OBJECTIVE >>
Reproduce verbatim everything in the material below, from the line containing "Q: Where exactly is the large" down to the end of the material, including both the starting and final lines.

GIVEN RECORDS >>

■ ■ ■ ■ ■ ■ ■

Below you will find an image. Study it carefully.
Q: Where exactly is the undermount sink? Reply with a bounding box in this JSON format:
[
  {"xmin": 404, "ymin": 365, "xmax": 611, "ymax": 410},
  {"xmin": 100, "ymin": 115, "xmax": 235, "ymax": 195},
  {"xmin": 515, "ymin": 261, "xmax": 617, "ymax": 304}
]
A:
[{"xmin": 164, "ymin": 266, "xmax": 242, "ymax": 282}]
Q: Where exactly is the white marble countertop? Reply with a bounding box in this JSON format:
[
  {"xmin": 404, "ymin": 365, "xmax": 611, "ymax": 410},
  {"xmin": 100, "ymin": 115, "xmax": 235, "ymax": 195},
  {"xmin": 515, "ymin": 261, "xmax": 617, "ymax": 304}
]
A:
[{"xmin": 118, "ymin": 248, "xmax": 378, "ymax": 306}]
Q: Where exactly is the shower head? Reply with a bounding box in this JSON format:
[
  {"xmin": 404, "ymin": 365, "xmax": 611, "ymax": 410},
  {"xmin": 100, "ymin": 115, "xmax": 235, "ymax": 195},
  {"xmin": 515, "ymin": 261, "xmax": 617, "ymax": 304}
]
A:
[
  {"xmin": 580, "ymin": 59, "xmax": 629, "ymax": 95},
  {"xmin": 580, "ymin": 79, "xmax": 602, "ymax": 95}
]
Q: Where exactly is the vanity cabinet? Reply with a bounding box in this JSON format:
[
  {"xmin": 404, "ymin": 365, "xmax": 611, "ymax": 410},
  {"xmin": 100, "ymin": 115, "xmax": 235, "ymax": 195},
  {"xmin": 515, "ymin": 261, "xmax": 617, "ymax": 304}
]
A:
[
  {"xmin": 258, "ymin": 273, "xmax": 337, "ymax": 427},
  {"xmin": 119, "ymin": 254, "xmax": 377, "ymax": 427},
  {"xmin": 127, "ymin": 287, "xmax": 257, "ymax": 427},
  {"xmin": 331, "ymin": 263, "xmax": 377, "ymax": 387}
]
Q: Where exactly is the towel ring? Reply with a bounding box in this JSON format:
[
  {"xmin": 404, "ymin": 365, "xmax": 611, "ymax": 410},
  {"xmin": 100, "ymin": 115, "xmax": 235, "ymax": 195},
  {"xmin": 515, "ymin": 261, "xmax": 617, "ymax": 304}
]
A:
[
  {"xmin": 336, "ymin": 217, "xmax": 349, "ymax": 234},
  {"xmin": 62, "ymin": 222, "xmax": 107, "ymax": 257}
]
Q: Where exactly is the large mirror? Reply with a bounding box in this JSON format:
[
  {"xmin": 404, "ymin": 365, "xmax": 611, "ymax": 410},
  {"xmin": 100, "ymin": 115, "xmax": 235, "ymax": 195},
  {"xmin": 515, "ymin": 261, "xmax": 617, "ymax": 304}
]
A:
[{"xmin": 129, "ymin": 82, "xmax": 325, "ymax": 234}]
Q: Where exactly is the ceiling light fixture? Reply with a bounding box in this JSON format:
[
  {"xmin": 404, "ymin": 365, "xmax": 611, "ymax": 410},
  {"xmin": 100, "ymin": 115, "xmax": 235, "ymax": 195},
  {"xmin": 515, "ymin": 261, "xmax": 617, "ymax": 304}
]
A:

■ ■ ■ ■ ■ ■ ■

TASK RESPONSE >>
Q: Where exactly is the large mirror? Reply with a bounding box in this JSON format:
[
  {"xmin": 404, "ymin": 365, "xmax": 611, "ymax": 410},
  {"xmin": 100, "ymin": 115, "xmax": 235, "ymax": 195},
  {"xmin": 515, "ymin": 261, "xmax": 617, "ymax": 304}
]
A:
[{"xmin": 129, "ymin": 82, "xmax": 325, "ymax": 234}]
Q: Where exactly is the ceiling light fixture? Reply with a bounding box in this JSON format:
[
  {"xmin": 404, "ymin": 365, "xmax": 611, "ymax": 410},
  {"xmin": 100, "ymin": 115, "xmax": 235, "ymax": 195},
  {"xmin": 515, "ymin": 261, "xmax": 617, "ymax": 304}
]
A:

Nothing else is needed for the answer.